EXERCISE: Select and copy every line of the records that contains the word "green". Case counts.

Segmentation dataset records
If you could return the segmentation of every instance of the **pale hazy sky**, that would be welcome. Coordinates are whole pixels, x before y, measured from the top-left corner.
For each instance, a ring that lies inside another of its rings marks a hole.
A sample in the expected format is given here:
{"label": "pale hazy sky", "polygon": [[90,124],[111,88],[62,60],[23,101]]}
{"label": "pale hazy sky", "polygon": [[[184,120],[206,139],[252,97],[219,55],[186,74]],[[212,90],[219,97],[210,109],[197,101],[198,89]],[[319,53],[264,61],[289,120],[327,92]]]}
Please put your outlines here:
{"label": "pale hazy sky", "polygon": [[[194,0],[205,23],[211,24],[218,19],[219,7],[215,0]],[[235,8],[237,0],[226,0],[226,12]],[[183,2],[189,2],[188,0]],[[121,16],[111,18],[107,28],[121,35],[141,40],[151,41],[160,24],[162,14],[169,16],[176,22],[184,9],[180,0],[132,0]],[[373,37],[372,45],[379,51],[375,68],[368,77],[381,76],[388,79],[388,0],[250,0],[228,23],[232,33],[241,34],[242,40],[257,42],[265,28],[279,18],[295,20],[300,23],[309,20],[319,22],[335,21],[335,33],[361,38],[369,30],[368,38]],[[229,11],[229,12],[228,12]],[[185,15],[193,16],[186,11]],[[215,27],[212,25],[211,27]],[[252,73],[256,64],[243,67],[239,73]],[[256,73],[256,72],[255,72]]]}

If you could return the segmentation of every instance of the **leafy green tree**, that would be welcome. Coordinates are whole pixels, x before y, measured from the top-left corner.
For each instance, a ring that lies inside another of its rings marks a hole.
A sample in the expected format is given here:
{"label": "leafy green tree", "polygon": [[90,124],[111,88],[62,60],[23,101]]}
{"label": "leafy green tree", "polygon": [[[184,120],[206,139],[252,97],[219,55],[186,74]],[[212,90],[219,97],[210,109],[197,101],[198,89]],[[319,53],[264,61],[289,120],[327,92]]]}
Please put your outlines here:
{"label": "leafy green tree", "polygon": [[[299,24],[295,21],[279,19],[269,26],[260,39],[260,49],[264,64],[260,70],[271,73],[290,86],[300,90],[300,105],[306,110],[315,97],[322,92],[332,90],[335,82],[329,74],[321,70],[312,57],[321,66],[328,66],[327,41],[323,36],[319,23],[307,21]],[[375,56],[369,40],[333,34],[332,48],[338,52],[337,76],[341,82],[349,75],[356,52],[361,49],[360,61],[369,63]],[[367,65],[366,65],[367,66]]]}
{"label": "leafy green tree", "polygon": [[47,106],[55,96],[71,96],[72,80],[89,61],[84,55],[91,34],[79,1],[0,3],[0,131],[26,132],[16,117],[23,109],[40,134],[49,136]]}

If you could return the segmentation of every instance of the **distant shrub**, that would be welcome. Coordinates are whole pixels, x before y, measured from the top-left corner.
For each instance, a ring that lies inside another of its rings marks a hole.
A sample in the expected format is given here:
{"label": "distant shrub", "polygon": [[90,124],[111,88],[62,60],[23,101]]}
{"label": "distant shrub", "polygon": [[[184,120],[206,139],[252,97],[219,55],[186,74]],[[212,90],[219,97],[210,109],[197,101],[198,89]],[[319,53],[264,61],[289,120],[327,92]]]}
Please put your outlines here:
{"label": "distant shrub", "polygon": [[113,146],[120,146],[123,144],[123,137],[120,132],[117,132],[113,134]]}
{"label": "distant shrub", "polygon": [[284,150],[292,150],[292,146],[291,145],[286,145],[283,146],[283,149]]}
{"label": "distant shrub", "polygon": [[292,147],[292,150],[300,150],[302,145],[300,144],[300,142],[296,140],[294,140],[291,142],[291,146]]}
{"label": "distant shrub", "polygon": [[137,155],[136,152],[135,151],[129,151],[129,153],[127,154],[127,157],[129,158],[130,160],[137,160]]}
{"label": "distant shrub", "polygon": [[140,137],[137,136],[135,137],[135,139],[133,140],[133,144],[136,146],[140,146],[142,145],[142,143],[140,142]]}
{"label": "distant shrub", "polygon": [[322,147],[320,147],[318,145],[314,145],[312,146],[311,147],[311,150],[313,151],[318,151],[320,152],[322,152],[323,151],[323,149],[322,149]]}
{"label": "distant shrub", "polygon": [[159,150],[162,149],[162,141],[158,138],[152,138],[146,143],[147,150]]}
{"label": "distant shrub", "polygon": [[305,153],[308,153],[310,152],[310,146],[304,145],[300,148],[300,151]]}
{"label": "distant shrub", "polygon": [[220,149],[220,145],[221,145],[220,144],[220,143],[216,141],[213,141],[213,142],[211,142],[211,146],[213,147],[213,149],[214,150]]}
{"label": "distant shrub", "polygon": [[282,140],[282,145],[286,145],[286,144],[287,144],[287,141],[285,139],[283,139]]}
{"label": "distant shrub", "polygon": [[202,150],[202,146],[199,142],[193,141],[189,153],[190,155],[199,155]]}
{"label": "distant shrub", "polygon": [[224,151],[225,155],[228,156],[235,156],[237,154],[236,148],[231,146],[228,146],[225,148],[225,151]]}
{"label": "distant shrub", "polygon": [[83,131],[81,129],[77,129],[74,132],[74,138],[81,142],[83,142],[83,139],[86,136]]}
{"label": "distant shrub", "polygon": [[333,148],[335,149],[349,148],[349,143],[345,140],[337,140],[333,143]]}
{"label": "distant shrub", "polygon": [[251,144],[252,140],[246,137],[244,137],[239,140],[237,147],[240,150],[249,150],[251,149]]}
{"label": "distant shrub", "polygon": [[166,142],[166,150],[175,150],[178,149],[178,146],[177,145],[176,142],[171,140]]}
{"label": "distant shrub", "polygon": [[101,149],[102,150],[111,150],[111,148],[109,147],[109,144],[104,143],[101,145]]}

WRITTEN REPLY:
If you could return the segmentation of every instance of the **leafy green tree**, that would be welcome. Coordinates are whole pixels, x before y, measured from the top-left corner.
{"label": "leafy green tree", "polygon": [[90,124],[111,88],[62,60],[23,101]]}
{"label": "leafy green tree", "polygon": [[[184,120],[206,139],[252,97],[219,55],[186,74]],[[212,90],[219,97],[210,109],[197,101],[198,89]],[[319,53],[264,61],[289,120],[327,92]]]}
{"label": "leafy green tree", "polygon": [[[299,24],[295,21],[279,19],[269,26],[260,39],[260,49],[264,64],[260,70],[271,73],[290,86],[300,90],[300,105],[306,110],[315,97],[322,92],[332,90],[335,82],[329,74],[321,70],[312,57],[321,66],[328,66],[327,41],[323,36],[319,23],[307,21]],[[375,56],[369,40],[333,34],[332,48],[338,52],[337,76],[341,82],[349,75],[356,52],[361,49],[360,61],[369,63]],[[367,65],[366,65],[367,66]]]}
{"label": "leafy green tree", "polygon": [[47,106],[55,96],[71,96],[72,80],[89,61],[84,55],[91,34],[79,1],[0,3],[0,131],[26,132],[16,117],[23,109],[40,134],[49,136]]}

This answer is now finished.